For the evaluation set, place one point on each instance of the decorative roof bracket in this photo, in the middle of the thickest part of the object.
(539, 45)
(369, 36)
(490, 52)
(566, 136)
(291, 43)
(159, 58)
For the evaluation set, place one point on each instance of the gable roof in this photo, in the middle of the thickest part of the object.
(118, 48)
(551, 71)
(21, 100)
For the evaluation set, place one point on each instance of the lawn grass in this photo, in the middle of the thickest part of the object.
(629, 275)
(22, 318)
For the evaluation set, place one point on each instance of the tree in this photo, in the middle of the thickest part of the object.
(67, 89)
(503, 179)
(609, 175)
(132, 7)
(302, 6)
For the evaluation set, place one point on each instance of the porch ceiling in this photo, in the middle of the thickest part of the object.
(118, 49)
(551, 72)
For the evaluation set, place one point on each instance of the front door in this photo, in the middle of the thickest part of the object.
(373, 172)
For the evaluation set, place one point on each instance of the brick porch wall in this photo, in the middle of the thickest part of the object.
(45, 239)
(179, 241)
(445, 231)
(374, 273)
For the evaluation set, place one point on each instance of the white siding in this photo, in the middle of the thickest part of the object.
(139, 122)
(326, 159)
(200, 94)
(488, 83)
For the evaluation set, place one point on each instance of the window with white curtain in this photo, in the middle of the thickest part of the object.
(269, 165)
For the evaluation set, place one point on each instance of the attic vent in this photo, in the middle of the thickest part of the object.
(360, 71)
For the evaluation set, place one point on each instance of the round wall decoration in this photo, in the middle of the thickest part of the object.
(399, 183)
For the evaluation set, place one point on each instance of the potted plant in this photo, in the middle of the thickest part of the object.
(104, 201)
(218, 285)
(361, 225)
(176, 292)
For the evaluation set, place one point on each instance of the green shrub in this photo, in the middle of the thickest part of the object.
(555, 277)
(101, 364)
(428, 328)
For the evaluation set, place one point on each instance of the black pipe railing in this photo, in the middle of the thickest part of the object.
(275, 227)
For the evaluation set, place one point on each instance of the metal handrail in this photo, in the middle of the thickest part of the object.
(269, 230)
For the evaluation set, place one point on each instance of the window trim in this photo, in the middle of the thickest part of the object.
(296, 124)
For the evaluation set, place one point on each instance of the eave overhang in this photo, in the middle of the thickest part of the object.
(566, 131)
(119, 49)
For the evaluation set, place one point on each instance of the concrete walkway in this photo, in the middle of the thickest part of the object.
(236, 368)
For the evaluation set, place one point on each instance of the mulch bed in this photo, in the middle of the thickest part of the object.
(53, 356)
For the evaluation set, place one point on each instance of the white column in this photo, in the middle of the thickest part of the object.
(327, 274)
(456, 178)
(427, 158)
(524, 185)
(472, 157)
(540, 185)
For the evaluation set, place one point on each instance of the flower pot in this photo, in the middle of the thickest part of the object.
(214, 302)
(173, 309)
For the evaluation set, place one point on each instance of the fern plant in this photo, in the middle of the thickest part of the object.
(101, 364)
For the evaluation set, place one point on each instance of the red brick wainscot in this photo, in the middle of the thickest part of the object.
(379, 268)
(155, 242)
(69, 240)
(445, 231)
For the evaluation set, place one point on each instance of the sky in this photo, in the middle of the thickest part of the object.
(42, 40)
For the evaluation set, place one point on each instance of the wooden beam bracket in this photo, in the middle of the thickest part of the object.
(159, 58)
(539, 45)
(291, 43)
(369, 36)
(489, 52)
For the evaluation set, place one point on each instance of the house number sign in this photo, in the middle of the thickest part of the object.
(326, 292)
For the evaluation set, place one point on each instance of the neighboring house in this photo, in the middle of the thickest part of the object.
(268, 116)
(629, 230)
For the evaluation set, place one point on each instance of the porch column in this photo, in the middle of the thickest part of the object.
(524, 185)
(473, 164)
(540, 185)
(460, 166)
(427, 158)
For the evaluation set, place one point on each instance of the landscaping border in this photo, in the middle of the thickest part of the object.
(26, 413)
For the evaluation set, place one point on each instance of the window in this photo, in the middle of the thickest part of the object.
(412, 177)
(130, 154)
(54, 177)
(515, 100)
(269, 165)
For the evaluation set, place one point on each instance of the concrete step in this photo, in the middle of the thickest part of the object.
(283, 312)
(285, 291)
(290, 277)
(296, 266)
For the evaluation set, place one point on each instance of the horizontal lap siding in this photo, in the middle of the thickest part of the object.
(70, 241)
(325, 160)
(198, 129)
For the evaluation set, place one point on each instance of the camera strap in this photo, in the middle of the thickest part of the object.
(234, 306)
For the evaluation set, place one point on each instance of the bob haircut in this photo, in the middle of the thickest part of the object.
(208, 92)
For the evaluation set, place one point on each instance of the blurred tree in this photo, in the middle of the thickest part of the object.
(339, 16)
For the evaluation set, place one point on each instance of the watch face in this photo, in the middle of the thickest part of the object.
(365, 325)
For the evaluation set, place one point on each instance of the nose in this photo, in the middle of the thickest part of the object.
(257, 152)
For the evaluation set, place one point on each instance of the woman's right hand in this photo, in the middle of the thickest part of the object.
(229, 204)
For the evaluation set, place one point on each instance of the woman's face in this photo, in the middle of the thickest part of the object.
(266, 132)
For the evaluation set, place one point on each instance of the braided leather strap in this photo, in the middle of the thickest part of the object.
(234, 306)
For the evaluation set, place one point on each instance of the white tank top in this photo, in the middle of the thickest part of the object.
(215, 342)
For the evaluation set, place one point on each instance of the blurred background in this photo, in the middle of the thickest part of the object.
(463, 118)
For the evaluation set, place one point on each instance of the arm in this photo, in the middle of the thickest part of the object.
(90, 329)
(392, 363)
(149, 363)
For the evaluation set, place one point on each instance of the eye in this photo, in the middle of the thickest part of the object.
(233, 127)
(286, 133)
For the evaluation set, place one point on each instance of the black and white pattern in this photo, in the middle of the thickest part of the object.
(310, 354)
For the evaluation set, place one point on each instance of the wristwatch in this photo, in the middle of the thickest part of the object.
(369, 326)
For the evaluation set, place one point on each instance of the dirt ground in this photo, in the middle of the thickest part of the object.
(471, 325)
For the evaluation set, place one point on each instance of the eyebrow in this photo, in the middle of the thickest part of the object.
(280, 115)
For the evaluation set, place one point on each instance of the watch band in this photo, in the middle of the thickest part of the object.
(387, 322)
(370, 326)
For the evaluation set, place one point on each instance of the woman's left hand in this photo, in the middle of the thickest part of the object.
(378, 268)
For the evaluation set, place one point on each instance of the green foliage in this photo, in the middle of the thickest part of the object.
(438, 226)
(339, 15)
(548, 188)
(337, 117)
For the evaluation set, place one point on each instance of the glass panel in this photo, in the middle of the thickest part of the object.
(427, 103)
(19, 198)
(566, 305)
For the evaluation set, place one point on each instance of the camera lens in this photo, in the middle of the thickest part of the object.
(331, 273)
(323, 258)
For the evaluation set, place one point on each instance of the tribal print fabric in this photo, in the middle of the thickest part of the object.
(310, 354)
=======
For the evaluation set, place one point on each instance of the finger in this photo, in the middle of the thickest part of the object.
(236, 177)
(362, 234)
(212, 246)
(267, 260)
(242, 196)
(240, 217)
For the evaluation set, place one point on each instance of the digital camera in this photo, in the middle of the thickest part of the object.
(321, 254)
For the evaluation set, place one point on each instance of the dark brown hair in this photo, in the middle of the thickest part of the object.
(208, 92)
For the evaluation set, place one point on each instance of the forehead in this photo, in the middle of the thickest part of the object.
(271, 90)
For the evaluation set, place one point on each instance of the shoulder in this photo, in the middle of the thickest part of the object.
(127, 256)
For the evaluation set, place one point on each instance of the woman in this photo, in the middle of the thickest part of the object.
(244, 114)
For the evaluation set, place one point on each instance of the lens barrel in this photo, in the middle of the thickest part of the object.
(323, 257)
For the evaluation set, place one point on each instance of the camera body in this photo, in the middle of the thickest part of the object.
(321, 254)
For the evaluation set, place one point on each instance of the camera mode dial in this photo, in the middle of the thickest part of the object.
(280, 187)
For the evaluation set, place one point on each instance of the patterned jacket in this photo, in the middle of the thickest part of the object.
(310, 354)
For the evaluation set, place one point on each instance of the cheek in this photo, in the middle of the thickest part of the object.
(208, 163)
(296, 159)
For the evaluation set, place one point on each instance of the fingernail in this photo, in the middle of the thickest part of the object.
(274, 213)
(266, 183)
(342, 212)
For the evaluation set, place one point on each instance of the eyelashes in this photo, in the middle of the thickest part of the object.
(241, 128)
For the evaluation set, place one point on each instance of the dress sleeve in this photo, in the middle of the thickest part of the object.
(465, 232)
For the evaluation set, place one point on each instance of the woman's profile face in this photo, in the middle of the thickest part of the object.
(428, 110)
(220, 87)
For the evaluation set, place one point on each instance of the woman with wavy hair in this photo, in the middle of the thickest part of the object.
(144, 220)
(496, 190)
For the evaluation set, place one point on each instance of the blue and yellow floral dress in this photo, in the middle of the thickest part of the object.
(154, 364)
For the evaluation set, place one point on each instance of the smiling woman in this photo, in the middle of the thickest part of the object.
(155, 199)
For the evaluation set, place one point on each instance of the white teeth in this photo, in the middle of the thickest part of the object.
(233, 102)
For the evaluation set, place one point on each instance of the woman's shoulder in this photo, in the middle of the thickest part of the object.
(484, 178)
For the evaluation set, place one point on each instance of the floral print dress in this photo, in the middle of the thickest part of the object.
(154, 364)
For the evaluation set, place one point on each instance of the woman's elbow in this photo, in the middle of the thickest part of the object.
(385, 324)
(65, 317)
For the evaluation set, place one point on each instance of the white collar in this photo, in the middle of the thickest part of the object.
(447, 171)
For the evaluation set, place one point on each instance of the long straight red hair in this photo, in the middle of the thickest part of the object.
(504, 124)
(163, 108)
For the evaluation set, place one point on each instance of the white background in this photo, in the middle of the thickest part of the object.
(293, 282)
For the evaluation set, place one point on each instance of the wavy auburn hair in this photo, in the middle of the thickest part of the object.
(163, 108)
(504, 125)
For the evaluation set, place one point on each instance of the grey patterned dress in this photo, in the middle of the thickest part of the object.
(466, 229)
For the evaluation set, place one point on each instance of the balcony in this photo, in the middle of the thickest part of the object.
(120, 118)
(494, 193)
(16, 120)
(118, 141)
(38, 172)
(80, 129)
=======
Short exercise:
Filter the material above and copy out every line that contains the string "green".

Answer to this exercise:
For the evaluation set, place one point on each instance of the green shrub in this photo, in the middle of the thickest part of the object.
For the evaluation set, place one point on each instance of the green foliage in this photo, in the middle of the thickest part of the object.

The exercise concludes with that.